• **Things to do**:
[A] Answer these questions from the text on Ph.D. funding and choosing problems:
(i) Which professional programs does it name as a different story?
(ii) Who first made the point about comparative advantage to the writer?
(iii) How many people does it say there are in the world?
[B] In the text on Ph.D. funding and choosing problems, rewrite the passage that begins at "There are seven" and stops after "the same thing.", changing "seven billion" to "eight billion".

• **Source document**:
Content starts
Do not pay for a Ph.D. Especially do not pay for a Ph.D or MA in the humanities. Any program that’s worthwhile and wants you will provide full tuition and assistantship. Not offering you a full ride plus stipend, just means the program doesn’t really want you but is happy to take your money if they can get away with it.
Professional programs with a clear non-academic career path, e.g. law and medicine, are a different story.
The correct response to Hamming’s question is “Because I have a comparative advantage in working on the problem I am working on”. There are many, many important problems in the world of greater and lesser degrees of importance. There are many, many people working on them, even within one field. It does not make sense for everyone to attack the same most important problem, if indeed such a single problem could even be identified. There is a point of diminishing returns. 100 chemists working on the most important problem in chemistry are not going to advance chemistry as much as 10 chemists working on the most important problem, and 90 working on a variety of other, lesser problems.
This point was first made to me by Richard Stallman who told me quite clearly that free software was not the most important problem in the world—I think he cited overpopulation as an example of a more serious problem—but software freedom was the problem he was uniquely well situated to address.
There are seven billion people in the world. I know of no problem that actually needs 7 billion minds to solve it. We are pretty much all well advised to find the biggest problem we have a comparative advantage at, and work on solving that problem. We don’t all have to, indeed we shouldn’t, all work on the same thing.
Content ends
• **Listed records**:
Content starts
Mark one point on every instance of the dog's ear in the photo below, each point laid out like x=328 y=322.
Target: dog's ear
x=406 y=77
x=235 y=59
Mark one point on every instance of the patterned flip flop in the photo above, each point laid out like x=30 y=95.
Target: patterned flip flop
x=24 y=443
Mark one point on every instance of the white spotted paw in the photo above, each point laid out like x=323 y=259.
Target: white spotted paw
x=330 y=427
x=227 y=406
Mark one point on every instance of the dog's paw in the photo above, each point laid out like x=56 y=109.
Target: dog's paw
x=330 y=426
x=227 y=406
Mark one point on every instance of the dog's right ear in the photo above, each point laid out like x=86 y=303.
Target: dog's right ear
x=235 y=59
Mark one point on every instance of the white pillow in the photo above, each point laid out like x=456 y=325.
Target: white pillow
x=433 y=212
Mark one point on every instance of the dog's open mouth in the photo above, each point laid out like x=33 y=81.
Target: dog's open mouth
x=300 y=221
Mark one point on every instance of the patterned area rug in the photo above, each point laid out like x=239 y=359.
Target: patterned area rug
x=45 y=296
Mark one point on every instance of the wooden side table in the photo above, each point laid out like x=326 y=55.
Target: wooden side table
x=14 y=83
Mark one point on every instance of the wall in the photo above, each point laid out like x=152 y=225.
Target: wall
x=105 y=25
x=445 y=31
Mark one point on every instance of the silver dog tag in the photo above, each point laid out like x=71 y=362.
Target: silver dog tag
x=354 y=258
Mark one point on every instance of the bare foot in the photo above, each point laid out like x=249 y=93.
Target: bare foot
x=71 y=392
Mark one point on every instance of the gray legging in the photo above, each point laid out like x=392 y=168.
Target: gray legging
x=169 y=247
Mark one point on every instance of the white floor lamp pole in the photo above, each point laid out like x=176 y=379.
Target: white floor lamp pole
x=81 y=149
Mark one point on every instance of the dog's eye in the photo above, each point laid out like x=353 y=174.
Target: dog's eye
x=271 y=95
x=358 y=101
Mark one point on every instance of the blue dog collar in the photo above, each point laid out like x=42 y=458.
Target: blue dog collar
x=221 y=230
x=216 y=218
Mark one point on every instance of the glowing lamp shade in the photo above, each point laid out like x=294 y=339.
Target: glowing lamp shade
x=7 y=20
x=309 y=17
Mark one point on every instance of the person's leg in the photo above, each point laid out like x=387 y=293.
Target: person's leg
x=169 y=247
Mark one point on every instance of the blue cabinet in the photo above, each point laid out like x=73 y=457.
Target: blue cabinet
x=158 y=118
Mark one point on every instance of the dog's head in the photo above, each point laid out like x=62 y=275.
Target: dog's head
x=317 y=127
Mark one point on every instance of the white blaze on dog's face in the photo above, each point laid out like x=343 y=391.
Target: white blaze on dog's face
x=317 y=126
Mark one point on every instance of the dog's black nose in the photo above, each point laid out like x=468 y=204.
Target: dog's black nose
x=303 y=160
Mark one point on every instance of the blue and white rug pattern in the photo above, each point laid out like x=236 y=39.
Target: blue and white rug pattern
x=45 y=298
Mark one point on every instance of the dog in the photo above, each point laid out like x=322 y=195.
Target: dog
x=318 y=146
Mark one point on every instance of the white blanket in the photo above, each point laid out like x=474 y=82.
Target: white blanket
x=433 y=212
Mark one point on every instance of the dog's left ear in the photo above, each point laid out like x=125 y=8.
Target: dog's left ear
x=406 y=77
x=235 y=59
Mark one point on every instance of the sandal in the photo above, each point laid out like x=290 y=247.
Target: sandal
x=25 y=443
Content ends
• **Solutions**:
[A]
(i) Law and medicine.
(ii) Richard Stallman.
(iii) Seven billion.

[B]
There are eight billion people in the world. I know of no problem that actually needs 7 billion minds to solve it. We are pretty much all well advised to find the biggest problem we have a comparative advantage at, and work on solving that problem. We don’t all have to, indeed we shouldn’t, all work on the same thing.